Point annotation data:
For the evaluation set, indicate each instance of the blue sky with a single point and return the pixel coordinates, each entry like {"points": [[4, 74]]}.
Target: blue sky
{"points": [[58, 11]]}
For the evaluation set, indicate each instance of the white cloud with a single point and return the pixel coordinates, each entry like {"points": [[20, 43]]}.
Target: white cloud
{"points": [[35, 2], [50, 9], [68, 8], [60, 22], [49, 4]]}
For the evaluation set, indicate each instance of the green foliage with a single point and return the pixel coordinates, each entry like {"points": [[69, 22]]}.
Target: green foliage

Work to be completed:
Copy the data verbatim, beginning at the line containing "For the evaluation set, indicate each instance of the green" and continuing through the final line of the data.

Response to the exercise:
For the evaluation set, indicate each instance of the green foliage with a single point and return the pixel coordinates, each entry like {"points": [[69, 22]]}.
Target: green foliage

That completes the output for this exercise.